### ENUNCIADO A
Según el texto sobre los menores tutelados, ¿cuántos menores viven en centros de protección o con familias de acogida en España, de acuerdo con el Observatorio de la Infancia de 2020?
### ENUNCIADO B
Prosigue el texto sobre los adolescentes tutelados a partir de su última oración.

### SECCIÓN DEL DOCUMENTO
*****

Varios adolescentes tutelados, provenientes de familias desestructuradas con problemas de drogas o de alcohol, explican cómo es su vida diaria, de qué se quejan, por qué se fugan y por qué se sienten estigmatizados

Tres de los menores que participaron en este reportaje en una ciudad indeterminada de España.
Tres de los menores que participaron en este reportaje en una ciudad indeterminada de España.F. U.
Antonio Jiménez Barca

Cada uno de los 35.883 menores que, según el Observatorio de la Infancia de 2020, vive en centros de protección o en familias de acogida en España, carga una biografía distinta y difícil. La mayoría procede de familias desestructuradas, con padres adictos a las drogas o al alcohol, con dolencias psicológicas. El caso de las menores tuteladas por la Comunidad de Madrid que acabaron hace meses explotadas sexualmente por redes mafiosas en los peores barrios de la ciudad demuestra hasta qué punto estos menores heridos por el abandono se encuentran expuestos a lo peor y constituyen probablemente la parte más vulnerable de la sociedad. Ellos se quejan, además, de que se les estigmatiza cuando solo son víctimas. Suman 35.883 historias muy duras. Aquí sólo caben ocho.

*****

### EXTRACTOS DE DATOS
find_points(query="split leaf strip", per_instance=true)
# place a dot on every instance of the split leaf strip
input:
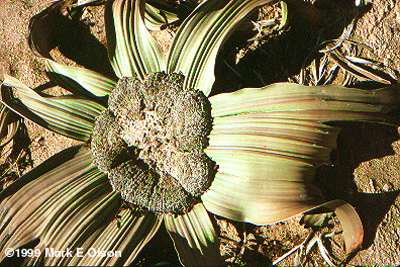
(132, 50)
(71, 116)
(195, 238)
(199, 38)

*****

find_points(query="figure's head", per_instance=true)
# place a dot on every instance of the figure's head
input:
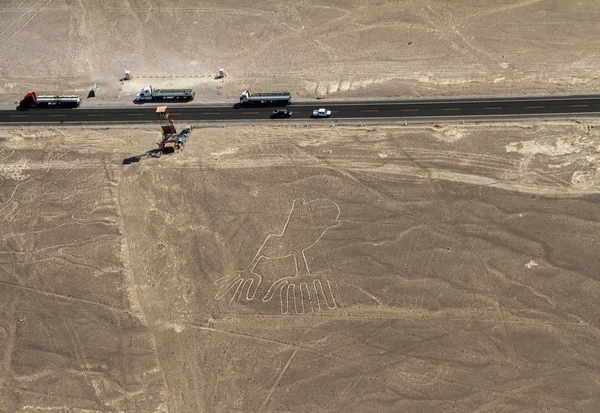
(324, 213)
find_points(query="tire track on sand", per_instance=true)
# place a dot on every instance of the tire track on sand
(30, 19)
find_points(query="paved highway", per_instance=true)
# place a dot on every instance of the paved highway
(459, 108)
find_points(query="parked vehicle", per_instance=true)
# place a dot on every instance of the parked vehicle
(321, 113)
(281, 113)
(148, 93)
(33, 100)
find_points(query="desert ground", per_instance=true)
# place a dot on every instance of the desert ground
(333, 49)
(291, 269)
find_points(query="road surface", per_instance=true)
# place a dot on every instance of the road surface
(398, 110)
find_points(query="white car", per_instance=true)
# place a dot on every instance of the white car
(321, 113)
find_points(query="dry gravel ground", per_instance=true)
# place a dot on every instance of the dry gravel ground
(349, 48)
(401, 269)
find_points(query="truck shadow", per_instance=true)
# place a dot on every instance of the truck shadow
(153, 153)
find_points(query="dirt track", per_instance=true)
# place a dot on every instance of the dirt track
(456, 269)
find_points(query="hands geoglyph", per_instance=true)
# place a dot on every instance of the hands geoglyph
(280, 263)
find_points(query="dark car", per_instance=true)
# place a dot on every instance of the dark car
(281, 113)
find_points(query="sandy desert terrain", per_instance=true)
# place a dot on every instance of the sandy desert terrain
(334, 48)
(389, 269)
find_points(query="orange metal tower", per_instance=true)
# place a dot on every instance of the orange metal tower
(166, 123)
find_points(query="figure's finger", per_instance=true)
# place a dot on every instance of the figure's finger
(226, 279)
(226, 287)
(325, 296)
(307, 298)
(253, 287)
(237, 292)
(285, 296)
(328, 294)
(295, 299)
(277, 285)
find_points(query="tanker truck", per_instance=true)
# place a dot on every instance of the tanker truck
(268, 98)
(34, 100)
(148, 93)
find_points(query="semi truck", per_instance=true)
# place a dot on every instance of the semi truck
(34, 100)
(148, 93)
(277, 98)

*****

### RESPUESTA A
35.883 menores.

### RESPUESTA B
Abel (17 años): “Estoy en centros desde los 12 años porque mi madre tenía problemas con la droga y con el dinero. Mi padre se fue de casa un día cuando yo tenía cuatro. Se fue a por tabaco y ya no volvió nunca. Yo estaba con mi tío, mi padre dijo ‘ahora vuelvo’ y no volvió. Yo también he tenido problemas con las drogas. He estado en cuatro centros distintos. En uno, cuando llegaba tarde, me dejaban sin cenar. En otros me pegaban. Y me escapé. Estuve fugado seis meses en Madrid, a mi bola. Tenía 16 años.”

Ana (16 años): “Yo entré en un centro porque desde pequeña mi padre me maltrataba. Y hace dos años, cuando mi padre me puso otra vez la mano encima, mi hermano lo denunció. Los servicios sociales decidieron que tampoco estaba segura con mi madre. Así que un día, hace seis meses, me fueron a buscar los de servicios sociales, de malas maneras, cuando yo estaba en el instituto, a la vista de todos. Y me trajeron aquí. A veces, me fugo para estar con mi madre”.

Sara (15 años): “Fue hace unos meses. Había hablado con una amiga que estaba en un centro y le pregunté que qué tal. Yo estaba de acogida en casa de una tía mía. A los profesores les dije que no estaba bien. Y ellos vieron por las notas que algo me pasaba. Y preguntaron en mi familia de acogida, en casa de mi tía. Yo tenía mis pruebas, las fotos. Me había buscado la vida para demostrar la verdad. Porque un maltratador nunca dice: ‘Sí, la he maltratado’. Los de los servicios sociales me avisaron de cómo sería todo. Pero yo ya estaba convencida de lo que quería hacer, quería volver a mis notas, a estar bien, tener un futuro. Y me vine al centro. Lo más duro fue que en el instituto donde yo iba desde pequeña, tuve que explicar por qué ya no estaba en mi casa. Los educadores me preguntaron si quería cambiarme de instituto y al principio dije que no. Pero luego, te vienen recuerdos, te da ansiedad por ver que ese es el sitio en el que te sentabas cuando eras pequeña, por creer que te vienen a buscar. Y me cambié. En Navidad. Empecé como nueva y a nadie le importa si voy a un centro o si no”.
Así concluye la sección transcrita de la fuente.